Exercises to complete —
A - In the Asia Pacific investment review, swap "Offices" for "Retail properties" and write out the passage starting at "India remained resilient" and ending at "traction next year.".
B - Answer these questions from the Asia Pacific investment review:
(i) By what percentage did APAC investment volumes rise over Q3/2023?
(ii) How much did domestic and overseas private equity invest in Indian real estate?
(iii) What share of all investment in Indonesia last year did FDI account for?

Selected excerpt —
BEGIN
Savills Research January, 2024: Asia Pacific Q4/2023 Investment Quarterly

Savills Asia Pacific
Savills Asia Pacific
3 min readJan 31, 2024

Savills reviews Asia Pacific and 15 major investment markets for Q4/2023.

After a strong start, the rebound expected in 2023 was stalled by persistent higher interest rates and economic uncertainties worldwide. Both factors, as well as looming geopolitical volatility, had an impact on investors. For the year, APAC investment volumes are predicted to fall 23.2% y-o-y, to US$31.8 billion. However, volumes rose over Q3/2023 by 10.2%. Supportive fiscal measures in China helped sentiment improve. Steady domestic tourism recovery led to a boost in Indonesian hospitality. Following multiple regional elections early in the year and normalising monetary policy, activity could increase in the second half of 2024.

India and China Lead the Way in APAC
Supportive fiscal policy and commitment to growth industries have made India and China APAC’s economic engines. Despite challenges, China’s economy is predicted to expand up to 5% in 2024. Investor interest rebounded in Q4, and multifamily residential transactions rose 63.9% y-o-y in a stabilising economy. The expansion of REITs into retail is also expected to attract investors. Transaction volumes in the sector grew 57.2% y-o-y through December 15.

India remained resilient despite global headwinds, with GDP growth over 7% in 2023. Domestic and overseas private equity invested US$3.9 billion in real estate, up 14% y-o-y. Offices remain the preferred asset, accounting for 65% of all investments. Emerging growth drivers have positioned data centres, LSRE and student housing to gain traction next year.

Southeast Asian Markets Defy Trends and Show Resilience
Indonesia and Vietnam were two more of APAC’s most resilient economies last year, as well as active investment destinations. FDI into Indonesia remained on an upward trajectory. It accounted for 63.8% of all investment last year. Logistics remained the prime asset class, however domestic travel and an emerging MICE sector buoyed the hotel market. Occupancy and room rates in business and leisure destinations grew 3% to 5% in Q4/2023.
END
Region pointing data
BEGIN
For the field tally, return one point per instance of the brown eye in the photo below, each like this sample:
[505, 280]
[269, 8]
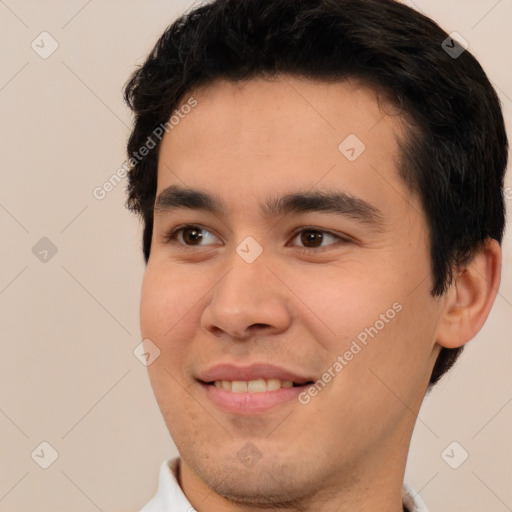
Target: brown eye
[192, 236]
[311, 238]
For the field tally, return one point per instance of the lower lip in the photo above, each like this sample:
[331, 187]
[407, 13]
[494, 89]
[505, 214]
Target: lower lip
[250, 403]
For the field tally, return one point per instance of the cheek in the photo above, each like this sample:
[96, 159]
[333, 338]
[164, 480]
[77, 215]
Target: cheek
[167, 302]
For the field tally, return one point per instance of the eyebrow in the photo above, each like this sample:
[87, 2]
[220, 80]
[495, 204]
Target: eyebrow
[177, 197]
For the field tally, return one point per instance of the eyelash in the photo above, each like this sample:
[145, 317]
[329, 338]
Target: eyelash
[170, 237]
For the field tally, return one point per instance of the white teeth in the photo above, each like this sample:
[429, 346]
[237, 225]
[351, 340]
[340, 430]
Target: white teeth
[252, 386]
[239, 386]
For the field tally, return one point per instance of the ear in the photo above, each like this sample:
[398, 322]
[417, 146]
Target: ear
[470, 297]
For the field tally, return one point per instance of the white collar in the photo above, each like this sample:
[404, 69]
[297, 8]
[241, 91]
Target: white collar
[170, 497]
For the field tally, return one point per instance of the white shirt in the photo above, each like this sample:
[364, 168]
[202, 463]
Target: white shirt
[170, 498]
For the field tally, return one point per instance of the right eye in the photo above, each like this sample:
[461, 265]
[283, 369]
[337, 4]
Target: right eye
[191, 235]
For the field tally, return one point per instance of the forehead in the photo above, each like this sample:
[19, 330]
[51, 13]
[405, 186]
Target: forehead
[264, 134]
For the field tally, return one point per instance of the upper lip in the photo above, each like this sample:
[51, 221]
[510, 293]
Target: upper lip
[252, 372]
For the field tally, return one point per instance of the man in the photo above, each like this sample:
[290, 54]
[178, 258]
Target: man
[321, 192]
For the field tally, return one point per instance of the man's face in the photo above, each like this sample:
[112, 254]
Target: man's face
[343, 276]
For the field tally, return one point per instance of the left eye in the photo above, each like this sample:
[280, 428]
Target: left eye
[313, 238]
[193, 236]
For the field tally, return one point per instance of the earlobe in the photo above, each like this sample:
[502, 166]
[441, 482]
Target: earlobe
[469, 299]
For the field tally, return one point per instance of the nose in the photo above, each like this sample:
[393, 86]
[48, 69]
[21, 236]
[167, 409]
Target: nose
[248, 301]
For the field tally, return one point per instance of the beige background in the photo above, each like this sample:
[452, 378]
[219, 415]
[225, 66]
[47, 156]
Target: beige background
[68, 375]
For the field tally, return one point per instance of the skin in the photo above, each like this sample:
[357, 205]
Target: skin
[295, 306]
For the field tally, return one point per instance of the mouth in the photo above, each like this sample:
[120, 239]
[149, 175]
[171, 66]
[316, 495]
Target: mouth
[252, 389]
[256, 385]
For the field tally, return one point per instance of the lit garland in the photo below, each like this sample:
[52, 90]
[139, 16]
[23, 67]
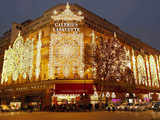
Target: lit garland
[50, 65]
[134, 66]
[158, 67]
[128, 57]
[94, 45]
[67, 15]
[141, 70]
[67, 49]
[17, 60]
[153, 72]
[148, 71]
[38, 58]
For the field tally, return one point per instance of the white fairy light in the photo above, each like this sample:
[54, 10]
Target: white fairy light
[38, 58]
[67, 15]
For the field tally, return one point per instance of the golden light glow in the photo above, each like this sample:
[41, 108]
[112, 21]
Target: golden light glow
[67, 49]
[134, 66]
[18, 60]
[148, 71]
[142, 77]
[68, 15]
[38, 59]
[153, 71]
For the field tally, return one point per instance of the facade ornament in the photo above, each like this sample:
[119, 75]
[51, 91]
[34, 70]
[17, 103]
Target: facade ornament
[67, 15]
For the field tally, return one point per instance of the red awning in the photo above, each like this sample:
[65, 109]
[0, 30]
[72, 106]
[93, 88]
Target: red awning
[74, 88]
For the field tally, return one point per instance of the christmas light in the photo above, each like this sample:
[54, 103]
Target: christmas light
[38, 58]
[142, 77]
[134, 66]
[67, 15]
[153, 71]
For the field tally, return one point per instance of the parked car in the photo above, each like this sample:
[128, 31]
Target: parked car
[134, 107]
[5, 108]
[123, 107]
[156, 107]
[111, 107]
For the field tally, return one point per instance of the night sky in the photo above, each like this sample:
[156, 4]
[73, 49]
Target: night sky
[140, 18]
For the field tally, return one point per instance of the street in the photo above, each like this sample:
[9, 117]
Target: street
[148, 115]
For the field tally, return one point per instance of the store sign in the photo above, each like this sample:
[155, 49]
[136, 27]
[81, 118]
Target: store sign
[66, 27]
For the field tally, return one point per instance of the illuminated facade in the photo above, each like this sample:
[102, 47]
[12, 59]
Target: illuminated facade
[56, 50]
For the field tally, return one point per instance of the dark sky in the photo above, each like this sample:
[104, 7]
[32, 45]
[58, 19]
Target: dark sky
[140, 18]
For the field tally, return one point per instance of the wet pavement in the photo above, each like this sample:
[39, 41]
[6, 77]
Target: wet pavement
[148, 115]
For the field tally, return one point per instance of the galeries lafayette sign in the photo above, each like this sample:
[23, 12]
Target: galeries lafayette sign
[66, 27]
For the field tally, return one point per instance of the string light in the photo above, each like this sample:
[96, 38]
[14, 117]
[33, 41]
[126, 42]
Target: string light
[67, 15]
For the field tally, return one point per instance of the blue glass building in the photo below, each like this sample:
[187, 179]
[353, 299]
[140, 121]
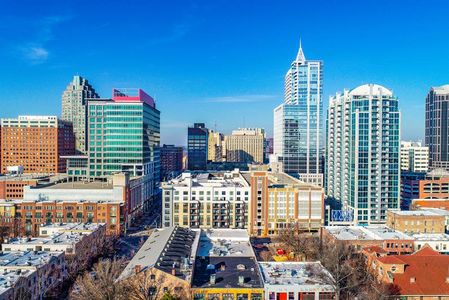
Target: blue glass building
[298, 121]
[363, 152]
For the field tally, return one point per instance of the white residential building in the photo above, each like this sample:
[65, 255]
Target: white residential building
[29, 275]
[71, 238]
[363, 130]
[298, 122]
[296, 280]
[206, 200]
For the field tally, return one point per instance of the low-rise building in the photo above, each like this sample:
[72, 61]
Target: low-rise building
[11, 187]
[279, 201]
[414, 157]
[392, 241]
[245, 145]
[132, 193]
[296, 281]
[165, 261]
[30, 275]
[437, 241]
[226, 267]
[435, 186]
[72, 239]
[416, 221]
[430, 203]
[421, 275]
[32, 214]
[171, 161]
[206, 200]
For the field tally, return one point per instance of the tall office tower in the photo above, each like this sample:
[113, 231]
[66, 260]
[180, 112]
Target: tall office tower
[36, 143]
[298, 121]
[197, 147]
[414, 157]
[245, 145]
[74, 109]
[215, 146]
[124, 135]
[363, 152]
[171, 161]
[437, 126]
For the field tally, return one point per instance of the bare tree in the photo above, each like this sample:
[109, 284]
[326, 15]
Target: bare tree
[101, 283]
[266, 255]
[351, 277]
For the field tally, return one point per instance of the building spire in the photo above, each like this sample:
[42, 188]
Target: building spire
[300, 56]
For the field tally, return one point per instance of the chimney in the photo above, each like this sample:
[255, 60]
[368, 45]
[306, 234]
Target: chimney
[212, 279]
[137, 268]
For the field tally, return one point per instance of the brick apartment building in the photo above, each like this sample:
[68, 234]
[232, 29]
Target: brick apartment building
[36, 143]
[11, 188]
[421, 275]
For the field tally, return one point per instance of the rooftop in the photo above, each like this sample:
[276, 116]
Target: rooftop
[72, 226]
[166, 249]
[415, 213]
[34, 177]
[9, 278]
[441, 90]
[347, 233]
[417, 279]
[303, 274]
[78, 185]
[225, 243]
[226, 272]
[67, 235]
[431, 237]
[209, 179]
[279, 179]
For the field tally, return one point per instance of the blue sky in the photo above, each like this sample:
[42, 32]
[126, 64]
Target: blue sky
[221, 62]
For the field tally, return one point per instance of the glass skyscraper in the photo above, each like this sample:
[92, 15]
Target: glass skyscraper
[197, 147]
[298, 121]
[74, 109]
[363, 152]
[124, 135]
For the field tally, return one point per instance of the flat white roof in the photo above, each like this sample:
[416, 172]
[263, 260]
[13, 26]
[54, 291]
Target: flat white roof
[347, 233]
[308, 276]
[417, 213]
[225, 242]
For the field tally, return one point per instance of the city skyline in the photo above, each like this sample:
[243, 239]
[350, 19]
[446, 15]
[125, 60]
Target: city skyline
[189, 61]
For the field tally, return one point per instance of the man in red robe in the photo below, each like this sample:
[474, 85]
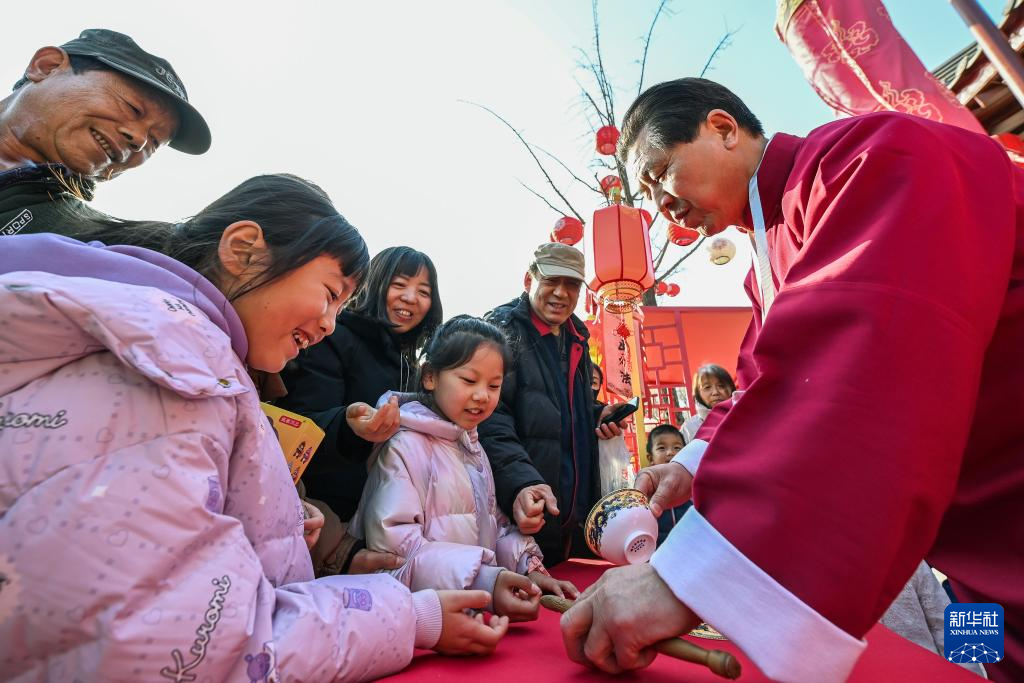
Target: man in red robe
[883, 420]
END
Expected outputs —
A -
India remained resilient despite global headwinds, with GDP growth over 7% in 2023. Domestic and overseas private equity invested US$3.9 billion in real estate, up 14% y-o-y. Retail properties remain the preferred asset, accounting for 65% of all investments. Emerging growth drivers have positioned data centres, LSRE and student housing to gain traction next year.

B -
(i) 10.2%
(ii) US$3.9 billion
(iii) 63.8%